WHAT IS NEEDED:
Each entry below must appear in the output exactly as written.

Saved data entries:

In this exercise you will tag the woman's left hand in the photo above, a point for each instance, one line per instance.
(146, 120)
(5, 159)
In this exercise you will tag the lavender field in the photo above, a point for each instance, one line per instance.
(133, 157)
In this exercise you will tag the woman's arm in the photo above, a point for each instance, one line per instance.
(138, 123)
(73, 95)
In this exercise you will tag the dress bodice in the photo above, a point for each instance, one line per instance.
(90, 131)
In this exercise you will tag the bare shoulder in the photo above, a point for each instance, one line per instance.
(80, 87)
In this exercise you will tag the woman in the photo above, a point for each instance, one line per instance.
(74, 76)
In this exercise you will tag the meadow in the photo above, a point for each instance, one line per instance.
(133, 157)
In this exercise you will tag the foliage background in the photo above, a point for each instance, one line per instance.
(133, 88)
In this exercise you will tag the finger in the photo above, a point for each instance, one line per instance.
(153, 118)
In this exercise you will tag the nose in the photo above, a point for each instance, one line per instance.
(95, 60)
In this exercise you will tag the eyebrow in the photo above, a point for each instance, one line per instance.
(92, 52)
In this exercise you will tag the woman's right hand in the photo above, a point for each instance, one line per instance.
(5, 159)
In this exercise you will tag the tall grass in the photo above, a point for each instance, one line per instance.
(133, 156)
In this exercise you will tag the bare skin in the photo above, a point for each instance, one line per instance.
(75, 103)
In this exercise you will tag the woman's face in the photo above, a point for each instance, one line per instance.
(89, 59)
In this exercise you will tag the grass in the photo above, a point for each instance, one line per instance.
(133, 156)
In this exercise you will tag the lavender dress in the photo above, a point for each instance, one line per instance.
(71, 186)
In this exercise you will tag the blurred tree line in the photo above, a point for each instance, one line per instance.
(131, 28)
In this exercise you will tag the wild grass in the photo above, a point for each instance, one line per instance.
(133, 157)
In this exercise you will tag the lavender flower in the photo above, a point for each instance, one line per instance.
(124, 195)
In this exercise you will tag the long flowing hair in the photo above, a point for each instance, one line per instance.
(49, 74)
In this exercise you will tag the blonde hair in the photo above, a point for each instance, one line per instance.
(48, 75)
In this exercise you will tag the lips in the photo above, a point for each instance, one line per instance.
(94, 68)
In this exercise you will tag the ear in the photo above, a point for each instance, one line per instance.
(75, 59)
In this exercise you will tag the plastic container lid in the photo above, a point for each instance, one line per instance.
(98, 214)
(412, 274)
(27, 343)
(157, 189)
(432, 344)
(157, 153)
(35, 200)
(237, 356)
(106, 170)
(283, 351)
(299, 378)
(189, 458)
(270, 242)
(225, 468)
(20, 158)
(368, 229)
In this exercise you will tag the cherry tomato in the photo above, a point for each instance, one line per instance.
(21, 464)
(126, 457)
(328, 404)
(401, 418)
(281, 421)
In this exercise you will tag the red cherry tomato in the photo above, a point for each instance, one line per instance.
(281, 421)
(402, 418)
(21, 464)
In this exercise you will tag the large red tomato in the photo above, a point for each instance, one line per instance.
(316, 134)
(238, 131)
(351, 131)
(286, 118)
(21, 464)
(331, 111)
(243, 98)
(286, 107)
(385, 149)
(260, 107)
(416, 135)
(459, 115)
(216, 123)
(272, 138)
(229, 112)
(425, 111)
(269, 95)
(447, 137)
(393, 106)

YOUR RESPONSE:
In this exercise you will tag the woman's left hand in the photo above, a point for each instance, one line per instance.
(146, 120)
(5, 159)
In this exercise you will tag the lavender field in the photo above, a point for each instance, one line per instance.
(133, 157)
In this exercise you will tag the woman's arm in the photo above, a point for each instance, one line per instance.
(138, 123)
(73, 95)
In this exercise you will tag the dress bodice in the photo above, a point for each instance, one line per instance.
(90, 131)
In this exercise you will tag the bare shoulder in the photo above, a point for each instance, one line per instance.
(80, 87)
In this exercise you will tag the woman in the photo above, a point for each instance, one line per instance.
(74, 76)
In this exercise you will tag the meadow in the photo above, a point for each instance, one line per instance.
(133, 157)
In this exercise you will tag the foliage background in the photo above, a point for each instance, one line per instance.
(133, 88)
In this exercise you will tag the finger in the photo above, a point for each instance, one line per instance.
(153, 118)
In this exercise you will tag the nose in the photo above, a point for each instance, one line per instance.
(95, 60)
In this exercise you will tag the eyebrow in the photo above, a point for each instance, one line per instance.
(92, 52)
In this exercise you will tag the woman's right hand in the photo above, a point for each instance, one line per instance.
(5, 159)
In this exercise you will tag the tall grass in the photo above, a point for each instance, one line per instance.
(133, 156)
In this exercise you will tag the bare skin in the photo above, a point for each instance, one line per instance.
(75, 103)
In this exercise you will tag the woman's face in the photo above, a point for each instance, one line per instance.
(89, 59)
In this exercise you will tag the grass in the photo above, a point for each instance, one line per instance.
(133, 156)
In this exercise you will tag the lavender dress in the photo above, a point for each instance, one line per instance.
(71, 186)
In this exercise you will tag the blurred tree line in the photo above, a point for each instance, one line per instance.
(131, 28)
In this exercise you will tag the wild grass in the photo above, a point for each instance, one line per instance.
(133, 157)
In this exercise you will tag the lavender flower in the photo above, a point for each instance, one line per instance.
(124, 195)
In this exercise you will tag the long flowing hair in the photo above, a point for each instance, one line per instance.
(49, 74)
In this exercise you will tag the blonde hair in the photo above, a point for each instance, one line per instance.
(48, 75)
In this exercise you will tag the lips in the photo above, a point for each instance, one line per instance.
(94, 68)
In this exercise you will tag the ear in the photo above, a point for each instance, one line per instance.
(75, 59)
In this exercise you will tag the plastic container lid in the photo above, a point for each instance, one line per instance.
(98, 214)
(412, 274)
(27, 343)
(157, 189)
(432, 344)
(157, 153)
(35, 200)
(237, 356)
(106, 170)
(283, 351)
(299, 378)
(189, 458)
(270, 242)
(225, 468)
(20, 158)
(368, 229)
In this exercise you will tag the cherry tomato in the photo above, a point for each instance, one line per instance.
(21, 464)
(126, 457)
(328, 404)
(401, 418)
(281, 421)
In this exercise you will tag the red cherry tomato in the photo above, a point for each instance, one line per instance.
(281, 421)
(402, 418)
(21, 464)
In this exercise you will tag the large red tomato in the photo above, a point for each instance, one line per instance.
(316, 134)
(238, 131)
(351, 131)
(286, 118)
(21, 464)
(331, 111)
(243, 98)
(286, 107)
(385, 149)
(260, 107)
(416, 135)
(459, 115)
(216, 123)
(272, 138)
(229, 112)
(425, 111)
(269, 95)
(447, 137)
(393, 106)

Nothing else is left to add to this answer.